──────── Data shown ────────
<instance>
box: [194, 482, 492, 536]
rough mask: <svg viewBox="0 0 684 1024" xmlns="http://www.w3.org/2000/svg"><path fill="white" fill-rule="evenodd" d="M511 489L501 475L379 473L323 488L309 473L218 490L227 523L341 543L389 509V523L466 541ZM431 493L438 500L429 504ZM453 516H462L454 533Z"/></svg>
────────
──────── Data shown ────────
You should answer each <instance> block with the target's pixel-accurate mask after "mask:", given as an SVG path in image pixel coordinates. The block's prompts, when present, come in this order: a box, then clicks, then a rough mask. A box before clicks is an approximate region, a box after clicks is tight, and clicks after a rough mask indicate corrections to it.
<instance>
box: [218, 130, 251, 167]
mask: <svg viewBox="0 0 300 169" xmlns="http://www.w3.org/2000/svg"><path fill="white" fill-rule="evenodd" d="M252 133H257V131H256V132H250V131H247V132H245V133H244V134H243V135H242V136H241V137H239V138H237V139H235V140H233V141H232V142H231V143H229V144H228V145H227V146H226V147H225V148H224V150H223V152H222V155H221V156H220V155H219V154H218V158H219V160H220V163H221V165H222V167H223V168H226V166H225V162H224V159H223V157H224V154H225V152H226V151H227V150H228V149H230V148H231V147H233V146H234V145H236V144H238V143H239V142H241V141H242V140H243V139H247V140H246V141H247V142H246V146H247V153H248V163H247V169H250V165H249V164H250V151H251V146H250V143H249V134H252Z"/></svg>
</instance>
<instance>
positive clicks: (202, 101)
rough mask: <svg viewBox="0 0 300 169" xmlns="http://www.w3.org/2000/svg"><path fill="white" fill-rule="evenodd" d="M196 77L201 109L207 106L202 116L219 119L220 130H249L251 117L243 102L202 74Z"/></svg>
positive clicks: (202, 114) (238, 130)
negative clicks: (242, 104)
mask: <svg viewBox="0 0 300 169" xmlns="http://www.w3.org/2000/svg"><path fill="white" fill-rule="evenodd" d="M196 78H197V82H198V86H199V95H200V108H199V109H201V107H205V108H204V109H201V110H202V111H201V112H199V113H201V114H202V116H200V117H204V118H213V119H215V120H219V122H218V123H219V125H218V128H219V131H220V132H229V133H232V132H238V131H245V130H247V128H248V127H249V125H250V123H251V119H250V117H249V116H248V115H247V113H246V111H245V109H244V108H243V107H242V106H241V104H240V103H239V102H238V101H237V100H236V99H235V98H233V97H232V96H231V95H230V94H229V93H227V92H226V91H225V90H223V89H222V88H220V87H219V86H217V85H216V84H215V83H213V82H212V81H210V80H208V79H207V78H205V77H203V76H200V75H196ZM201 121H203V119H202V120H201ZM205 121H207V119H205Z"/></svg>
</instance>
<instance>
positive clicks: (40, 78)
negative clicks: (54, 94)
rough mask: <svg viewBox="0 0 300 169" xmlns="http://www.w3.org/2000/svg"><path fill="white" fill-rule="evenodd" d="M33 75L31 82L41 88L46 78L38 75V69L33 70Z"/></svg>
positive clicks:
────────
▶ **Problem to solve**
Copy out the data between the line that contains "You should answer" and the line that contains "positive clicks: (202, 114) (238, 130)", both included, with every character unchanged.

▶ **Task solution**
You should answer each <instance> block with the target's pixel-accurate mask after "mask:", given as an SVG path in image pixel coordinates. The block's prompts, when present, come in this order: a box, then clicks, then a rough mask. A box before clicks is an approximate region, a box after clicks is tight, and clicks after a rough mask indicate corrections to it.
<instance>
box: [218, 130, 251, 167]
mask: <svg viewBox="0 0 300 169" xmlns="http://www.w3.org/2000/svg"><path fill="white" fill-rule="evenodd" d="M252 133H257V131H256V132H250V131H247V132H245V133H244V134H243V135H242V136H241V137H239V138H237V139H235V140H233V141H232V142H231V143H229V144H228V145H227V146H226V147H225V148H224V150H223V152H222V155H221V156H220V155H219V154H218V158H219V160H220V163H221V165H222V167H223V168H226V166H225V162H224V159H223V157H224V154H225V152H226V151H227V150H228V149H230V148H231V147H233V146H234V145H236V144H238V143H239V142H241V141H242V140H243V139H247V140H246V141H247V142H246V146H247V153H248V163H247V169H250V165H249V164H250V151H251V146H250V143H249V134H252Z"/></svg>
</instance>
<instance>
positive clicks: (202, 101)
rough mask: <svg viewBox="0 0 300 169" xmlns="http://www.w3.org/2000/svg"><path fill="white" fill-rule="evenodd" d="M196 77L201 109L207 106L202 116L219 119L220 130H249L251 117L243 102L202 74Z"/></svg>
positive clicks: (202, 114) (238, 130)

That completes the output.